● **Exercise objective**: Any images in the records should be skipped; transcribe the rest exactly.

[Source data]
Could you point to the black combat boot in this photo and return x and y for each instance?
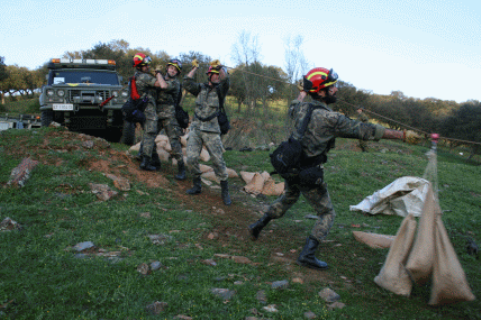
(141, 152)
(181, 174)
(155, 162)
(225, 193)
(146, 164)
(197, 188)
(257, 226)
(307, 258)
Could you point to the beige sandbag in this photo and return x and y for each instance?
(421, 258)
(211, 176)
(266, 175)
(247, 176)
(204, 155)
(232, 173)
(271, 188)
(163, 155)
(393, 276)
(256, 185)
(134, 148)
(374, 240)
(174, 161)
(449, 281)
(204, 168)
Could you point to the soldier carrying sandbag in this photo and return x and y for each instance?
(205, 128)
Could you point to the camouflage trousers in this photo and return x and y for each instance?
(153, 125)
(318, 198)
(214, 146)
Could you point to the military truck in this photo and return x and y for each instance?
(86, 95)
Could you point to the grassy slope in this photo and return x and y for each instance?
(40, 278)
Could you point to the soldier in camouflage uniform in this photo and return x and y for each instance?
(166, 100)
(205, 126)
(323, 128)
(147, 85)
(362, 117)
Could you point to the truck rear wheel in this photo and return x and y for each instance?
(46, 117)
(128, 133)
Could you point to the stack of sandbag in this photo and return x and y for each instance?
(208, 175)
(429, 255)
(261, 183)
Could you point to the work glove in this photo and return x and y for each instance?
(304, 85)
(158, 68)
(411, 137)
(214, 63)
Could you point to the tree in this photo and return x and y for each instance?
(3, 77)
(464, 124)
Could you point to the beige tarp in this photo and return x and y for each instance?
(403, 196)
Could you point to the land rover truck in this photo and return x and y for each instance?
(86, 95)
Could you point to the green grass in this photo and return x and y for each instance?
(41, 277)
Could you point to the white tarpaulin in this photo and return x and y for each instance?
(403, 196)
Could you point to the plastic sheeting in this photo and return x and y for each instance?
(403, 196)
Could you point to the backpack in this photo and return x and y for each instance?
(133, 109)
(286, 158)
(180, 114)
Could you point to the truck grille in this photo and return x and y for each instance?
(88, 96)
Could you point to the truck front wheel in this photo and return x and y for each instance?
(46, 117)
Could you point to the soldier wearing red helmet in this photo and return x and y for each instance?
(322, 129)
(205, 128)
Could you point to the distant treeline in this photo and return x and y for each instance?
(255, 86)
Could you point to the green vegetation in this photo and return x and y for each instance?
(42, 277)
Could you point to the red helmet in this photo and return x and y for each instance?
(176, 63)
(321, 78)
(141, 60)
(212, 70)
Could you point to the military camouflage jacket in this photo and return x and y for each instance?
(325, 125)
(146, 85)
(207, 103)
(166, 97)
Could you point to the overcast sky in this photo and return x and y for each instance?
(429, 48)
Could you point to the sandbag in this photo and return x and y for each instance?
(421, 258)
(211, 176)
(374, 240)
(231, 173)
(271, 188)
(164, 156)
(256, 185)
(204, 168)
(247, 176)
(449, 281)
(393, 276)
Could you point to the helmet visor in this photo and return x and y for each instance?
(147, 60)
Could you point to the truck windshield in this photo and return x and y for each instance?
(60, 77)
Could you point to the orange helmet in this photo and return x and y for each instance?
(141, 60)
(321, 78)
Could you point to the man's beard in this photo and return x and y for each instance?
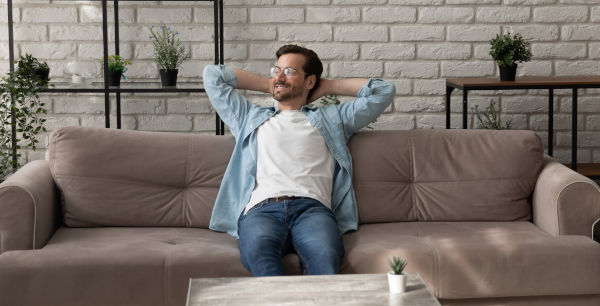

● **Written answer**:
Could you point to the black combat boot in this photo and return x and y for each instance?
(141, 152)
(181, 174)
(155, 162)
(225, 193)
(146, 164)
(197, 188)
(257, 226)
(307, 258)
Could you point to the beige sandbag in this photo and return x and y for each instance?
(421, 258)
(211, 176)
(266, 175)
(247, 176)
(204, 155)
(232, 173)
(271, 188)
(163, 155)
(393, 276)
(256, 185)
(134, 148)
(374, 240)
(174, 161)
(449, 281)
(204, 168)
Could you point to the soldier carrying sandbag in this photo and return x and y for each instance?
(205, 128)
Could you point to the camouflage trousers in this photo and return x and y for each instance?
(153, 125)
(318, 198)
(214, 146)
Could you point to the military truck in this photo and return x and y for each instance?
(86, 95)
Could you point to the grassy slope in this photo and return x and y for each instance?
(40, 278)
Could you point to the soldier in camouflage uniform in this photo and return x and y for each instance?
(166, 100)
(205, 126)
(323, 128)
(147, 85)
(362, 117)
Could you point to the truck rear wheel in this photo and return x and y for each instance?
(46, 117)
(128, 133)
Could you point to the stack of sandbag in this photo and return x and y for each instance?
(208, 175)
(429, 255)
(261, 183)
Could you point to the work glove in this photo and return x and y for each instance?
(304, 85)
(158, 68)
(411, 137)
(214, 63)
Could you point to the tree in this photo and return x and y for each instance?
(3, 77)
(464, 124)
Could you point to the beige tarp in this photo and return x and y for each instance?
(403, 196)
Could you point to the land rover truck in this photo and return x and y for each instance?
(86, 95)
Could you point to the green grass in this photo and return x and y for each instance?
(41, 277)
Could you point to the white tarpaulin in this photo and return x and y for each instance?
(403, 196)
Could you point to the plastic sheeting in this photo and return x and y for each instance?
(403, 196)
Could you point to the backpack in this photo and return x and y for each instance?
(133, 109)
(286, 158)
(180, 114)
Could you point to the truck grille in this photo and return x and y for each instance?
(88, 96)
Could you point to the truck front wheel in this photo and return x and y for each instance?
(46, 117)
Could you point to the soldier wearing red helmet in this photo and return x and y for each instance?
(322, 129)
(205, 128)
Could you point to the distant treeline in this photo and return x and y for each instance?
(255, 86)
Could you point to the green vegetation in this photo and return x and y for each instance?
(42, 277)
Could you point to the red helmet in this photo and return x and y for each instance?
(176, 63)
(321, 78)
(141, 60)
(212, 70)
Could you point to the military camouflage jacket in this photo and return x and y for each instance?
(325, 125)
(146, 85)
(207, 103)
(166, 97)
Could you point to the overcast sky in this photo and return x and y for each instance?
(429, 48)
Could you point to the sandbag in this photo and return x and y for each instance?
(421, 258)
(211, 176)
(374, 240)
(231, 173)
(271, 188)
(164, 156)
(256, 185)
(204, 168)
(247, 176)
(449, 281)
(393, 276)
Could you point to the helmet visor in this photo and return x and y for each instance?
(147, 60)
Could you point to the truck windshield in this photo and return x and y for each instance?
(60, 77)
Could you point to the orange helmet in this photo and return x and y for each instance?
(141, 60)
(321, 78)
Could you point to the man's beard in this photo and return x and y for each instance?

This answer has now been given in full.